* DATA EXTRACT *
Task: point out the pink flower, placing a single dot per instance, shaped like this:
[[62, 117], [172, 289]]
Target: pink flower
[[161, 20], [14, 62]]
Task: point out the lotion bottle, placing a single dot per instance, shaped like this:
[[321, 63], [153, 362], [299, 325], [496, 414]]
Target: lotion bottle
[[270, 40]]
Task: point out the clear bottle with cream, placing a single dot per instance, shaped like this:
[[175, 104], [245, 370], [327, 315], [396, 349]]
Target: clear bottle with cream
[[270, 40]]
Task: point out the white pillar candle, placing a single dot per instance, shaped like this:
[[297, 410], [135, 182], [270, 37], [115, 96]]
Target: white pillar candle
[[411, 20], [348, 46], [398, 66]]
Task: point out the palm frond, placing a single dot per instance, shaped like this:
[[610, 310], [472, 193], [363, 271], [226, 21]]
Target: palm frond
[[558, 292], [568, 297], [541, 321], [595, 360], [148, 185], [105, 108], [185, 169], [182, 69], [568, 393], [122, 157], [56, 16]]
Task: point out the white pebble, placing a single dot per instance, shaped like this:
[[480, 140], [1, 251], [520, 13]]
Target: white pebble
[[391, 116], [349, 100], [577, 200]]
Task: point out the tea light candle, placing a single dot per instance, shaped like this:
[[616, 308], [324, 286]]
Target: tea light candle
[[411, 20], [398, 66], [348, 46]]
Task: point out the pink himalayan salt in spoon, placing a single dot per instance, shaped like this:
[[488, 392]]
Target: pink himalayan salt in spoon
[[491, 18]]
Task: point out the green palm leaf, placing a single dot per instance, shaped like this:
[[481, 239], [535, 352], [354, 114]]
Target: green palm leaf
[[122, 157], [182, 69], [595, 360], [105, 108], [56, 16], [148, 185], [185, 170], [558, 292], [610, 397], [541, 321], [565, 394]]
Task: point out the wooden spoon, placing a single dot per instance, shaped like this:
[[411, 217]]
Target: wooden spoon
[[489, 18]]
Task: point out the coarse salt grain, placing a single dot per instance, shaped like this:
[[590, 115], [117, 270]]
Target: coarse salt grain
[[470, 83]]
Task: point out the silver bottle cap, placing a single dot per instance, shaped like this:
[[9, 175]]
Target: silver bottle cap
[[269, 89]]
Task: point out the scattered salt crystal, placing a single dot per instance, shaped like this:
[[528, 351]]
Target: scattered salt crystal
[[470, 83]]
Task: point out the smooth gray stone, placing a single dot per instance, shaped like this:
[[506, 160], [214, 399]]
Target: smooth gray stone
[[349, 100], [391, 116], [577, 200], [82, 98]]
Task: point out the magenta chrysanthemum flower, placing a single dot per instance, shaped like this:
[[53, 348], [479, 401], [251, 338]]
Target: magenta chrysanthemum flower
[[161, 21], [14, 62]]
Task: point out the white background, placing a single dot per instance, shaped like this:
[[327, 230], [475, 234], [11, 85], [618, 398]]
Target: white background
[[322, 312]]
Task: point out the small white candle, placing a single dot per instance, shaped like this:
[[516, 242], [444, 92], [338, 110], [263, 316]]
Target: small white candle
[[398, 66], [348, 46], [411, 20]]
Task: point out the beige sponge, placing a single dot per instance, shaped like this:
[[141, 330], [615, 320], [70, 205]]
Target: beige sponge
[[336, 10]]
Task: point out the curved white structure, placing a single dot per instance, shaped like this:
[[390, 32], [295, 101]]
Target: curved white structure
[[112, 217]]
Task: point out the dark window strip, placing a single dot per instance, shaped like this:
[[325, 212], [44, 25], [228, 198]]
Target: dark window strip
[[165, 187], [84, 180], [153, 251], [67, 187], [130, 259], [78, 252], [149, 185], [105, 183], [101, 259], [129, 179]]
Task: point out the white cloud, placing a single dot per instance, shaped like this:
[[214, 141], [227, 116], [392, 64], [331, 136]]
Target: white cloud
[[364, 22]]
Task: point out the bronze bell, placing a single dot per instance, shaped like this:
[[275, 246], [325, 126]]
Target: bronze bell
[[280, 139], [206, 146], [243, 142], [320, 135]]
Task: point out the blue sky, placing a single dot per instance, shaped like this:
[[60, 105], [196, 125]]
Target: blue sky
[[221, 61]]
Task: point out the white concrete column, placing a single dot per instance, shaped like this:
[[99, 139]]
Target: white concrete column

* YOUR GOAL *
The whole block of entries above should be repeated exactly.

* YOUR RESPONSE *
Task: point out the pink flower, placing a single dot per instance, shaped like this:
[[62, 117], [172, 289]]
Target: pink flower
[[161, 20], [14, 62]]
Task: point out the lotion bottle, placing a single dot per instance, shaped like this:
[[321, 63], [153, 362], [299, 325], [496, 414]]
Target: lotion bottle
[[270, 40]]
Task: point out the clear bottle with cream, placing a single dot per instance, shaped like this:
[[175, 104], [245, 370], [327, 315], [396, 349]]
Target: clear bottle with cream
[[270, 40]]
Task: point out the white pillar candle, placing a single dot per instance, shaped like this:
[[297, 410], [135, 182], [270, 37], [115, 96]]
Target: white pillar candle
[[411, 20], [348, 46], [398, 66]]
Task: point out the palm frond, placing a single dot per instance, shaped like this:
[[610, 310], [472, 193], [363, 271], [226, 21]]
Target: palm frond
[[558, 292], [568, 297], [541, 321], [595, 360], [148, 185], [105, 108], [185, 169], [182, 69], [568, 393], [122, 157], [56, 16]]
Task: point out the white pebble, placing a single dot per instance, shaped like this:
[[480, 140], [1, 251], [520, 13]]
Target: white pebble
[[391, 116], [349, 100], [577, 200]]
Task: point out the tea light candle, placing a single dot per instance, shaped like this:
[[616, 308], [324, 286]]
Target: tea light candle
[[411, 20], [398, 66], [348, 46]]
Task: point out the pink himalayan salt in spoon, placing a single dot per instance, shaped like this:
[[488, 392]]
Target: pink himalayan salt in spoon
[[491, 18]]
Task: point out the green palm leaf, placing a single dot per instance, shaped like this:
[[481, 239], [535, 352], [354, 114]]
Target: green palm leaf
[[122, 157], [182, 69], [595, 360], [105, 108], [56, 16], [148, 185], [185, 170], [558, 292], [610, 397], [541, 321], [565, 394]]
Task: point out the wooden spoon, placing a single dot per instance, shaped like this:
[[411, 217]]
Target: wooden spoon
[[489, 18]]
Task: point out the coarse salt grain, placing a single dot per instance, shaped like this:
[[590, 115], [117, 270]]
Target: coarse salt grain
[[470, 83]]
Task: point out the silver bottle cap, placing a single dot per instance, shaped like this:
[[9, 175]]
Target: silver bottle cap
[[269, 89]]
Task: point out the scattered salt crystal, placing a single dot per instance, shaped like this:
[[528, 351]]
Target: scattered salt crystal
[[470, 83]]
Task: point out the smooth gray stone, placing a single dot per instance, shaped like this:
[[506, 160], [214, 399]]
Target: smooth gray stone
[[349, 100], [391, 116], [577, 200], [82, 98]]
Task: point out the magenta chrysanthemum flower, placing a single dot per instance, shaped like this:
[[53, 348], [479, 401], [251, 338]]
Target: magenta chrysanthemum flower
[[161, 21], [14, 62]]
Task: point out the white background, placing a single dot per instance, shaped like this:
[[327, 230], [475, 234], [11, 85], [618, 398]]
Target: white background
[[322, 312]]
Task: point out the small white candle, placing a single dot per instance, shaped like this:
[[516, 242], [444, 92], [338, 110], [263, 316]]
Target: small white candle
[[398, 66], [348, 46], [411, 20]]
Task: point out the beige sponge, placing a single dot per instance, shaped like this:
[[141, 330], [615, 320], [70, 205]]
Target: beige sponge
[[336, 10]]
Task: point out the curved white structure, placing a single dot per instance, shaped like this:
[[390, 32], [295, 101]]
Target: curved white structure
[[112, 217]]
Task: point out the dark window strip, placing a single dot per instance, shaped like this:
[[325, 212], [44, 25], [228, 198]]
Target: dark window strip
[[165, 187], [84, 180], [153, 251], [67, 187], [130, 259], [78, 252], [149, 185], [105, 183], [101, 259], [129, 179]]
Task: point out the white cloud, placing a single dot per instance, shaped like this:
[[214, 141], [227, 116], [392, 64], [331, 136]]
Target: white cloud
[[364, 22]]
Task: point out the bronze bell, placing a single dot per instance, shaped like this:
[[275, 246], [325, 126]]
Target: bronze bell
[[280, 139], [206, 146], [243, 142], [320, 135]]
Task: point out the blue sky, placing a single dot per instance, shaped like this:
[[60, 105], [196, 125]]
Target: blue sky
[[221, 61]]
Task: point out the white concrete column, placing a single dot per instance, shaped like this:
[[99, 139]]
Target: white concrete column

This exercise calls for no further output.